YOUR INSTRUCTIONS =>
Turn every line of the entries below into a JSON list of strings, one string per line, skipping blank lines and leaving out the pictures.
++++ MATERIAL FOR THIS EXERCISE
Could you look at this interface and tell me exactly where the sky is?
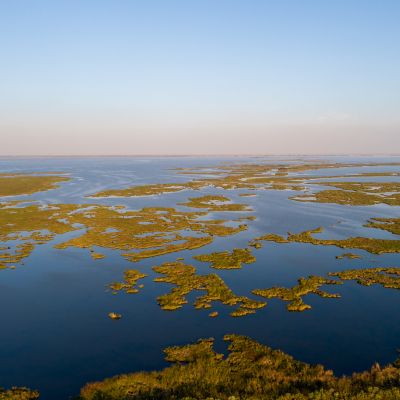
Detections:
[0,0,400,156]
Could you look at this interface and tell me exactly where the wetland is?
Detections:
[0,157,400,400]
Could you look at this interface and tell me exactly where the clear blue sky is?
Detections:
[0,0,400,154]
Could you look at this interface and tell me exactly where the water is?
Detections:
[0,157,400,400]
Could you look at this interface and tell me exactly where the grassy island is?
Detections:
[250,227,400,254]
[193,249,256,269]
[179,195,251,211]
[80,335,400,400]
[153,261,265,317]
[252,276,341,311]
[90,162,398,200]
[110,269,147,294]
[329,267,400,289]
[0,387,39,400]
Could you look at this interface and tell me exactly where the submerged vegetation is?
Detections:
[0,174,70,197]
[329,267,400,289]
[80,335,400,400]
[193,249,256,269]
[110,269,147,294]
[153,261,265,317]
[336,253,361,260]
[0,202,247,268]
[250,227,400,254]
[0,163,400,400]
[292,182,400,206]
[179,195,251,211]
[252,276,341,311]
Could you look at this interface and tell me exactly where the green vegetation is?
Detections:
[153,261,265,317]
[0,202,247,268]
[0,387,39,400]
[291,182,400,206]
[178,195,250,211]
[0,174,70,197]
[252,276,341,311]
[329,267,400,289]
[193,249,256,269]
[90,183,185,197]
[255,227,400,254]
[81,335,400,400]
[110,269,147,294]
[336,253,361,260]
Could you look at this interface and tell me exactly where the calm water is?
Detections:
[0,157,400,400]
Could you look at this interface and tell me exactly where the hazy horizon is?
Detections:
[0,0,400,156]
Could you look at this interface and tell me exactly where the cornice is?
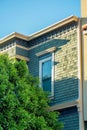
++++++++
WORKED SOLUTION =>
[
  "Could you look at this interface and tell me exactly where the sky is?",
  "Detections:",
  "[0,0,400,156]",
  "Could you look at this interface and tell me exactly where the wetland is?",
  "Detections:",
  "[0,157,400,400]",
  "Could you look at this interface and tell me exactly where the clear blue sky is?",
  "Detections:",
  "[0,0,400,154]",
  "Could you look at this interface and tell me exactly where the water is?",
  "Detections:",
  "[0,157,400,400]",
  "Could you look at this interface and tell me exactly where the grassy island is?",
  "Detections:",
  "[250,227,400,254]",
  "[193,249,256,269]",
  "[179,195,251,211]",
  "[80,335,400,400]",
  "[153,261,265,317]",
  "[252,276,341,311]",
  "[90,162,398,200]",
  "[110,269,147,294]",
  "[329,267,400,289]",
  "[0,387,39,400]",
  "Could you look at this interface and tell me exactly where the submerged vegetation is?",
  "Detections:",
  "[0,174,70,197]",
  "[329,267,400,289]",
  "[80,335,400,400]",
  "[193,249,256,269]",
  "[110,269,147,294]",
  "[153,261,265,317]",
  "[336,253,361,260]",
  "[0,202,247,268]",
  "[250,227,400,254]",
  "[0,163,400,400]",
  "[292,182,400,206]",
  "[179,195,251,211]",
  "[252,276,341,311]",
  "Could you look at this interface and tell me exactly where the green vegetation is?",
  "Detections:",
  "[153,261,265,317]",
  "[0,202,247,268]",
  "[0,387,39,400]",
  "[291,182,400,206]",
  "[178,195,250,211]",
  "[0,174,70,197]",
  "[252,276,341,311]",
  "[329,267,400,289]",
  "[193,249,256,269]",
  "[90,183,185,197]",
  "[255,227,400,254]",
  "[81,335,400,400]",
  "[110,269,147,294]",
  "[336,253,361,260]",
  "Could you look at this interface and tell me exactly where the calm water is?",
  "Detections:",
  "[0,157,400,400]",
  "Could you look at this interface and tell me exactly where the hazy horizon is?",
  "Detections:",
  "[0,0,400,156]",
  "Could you look at this interface and tell me exactly where the cornice is?"
]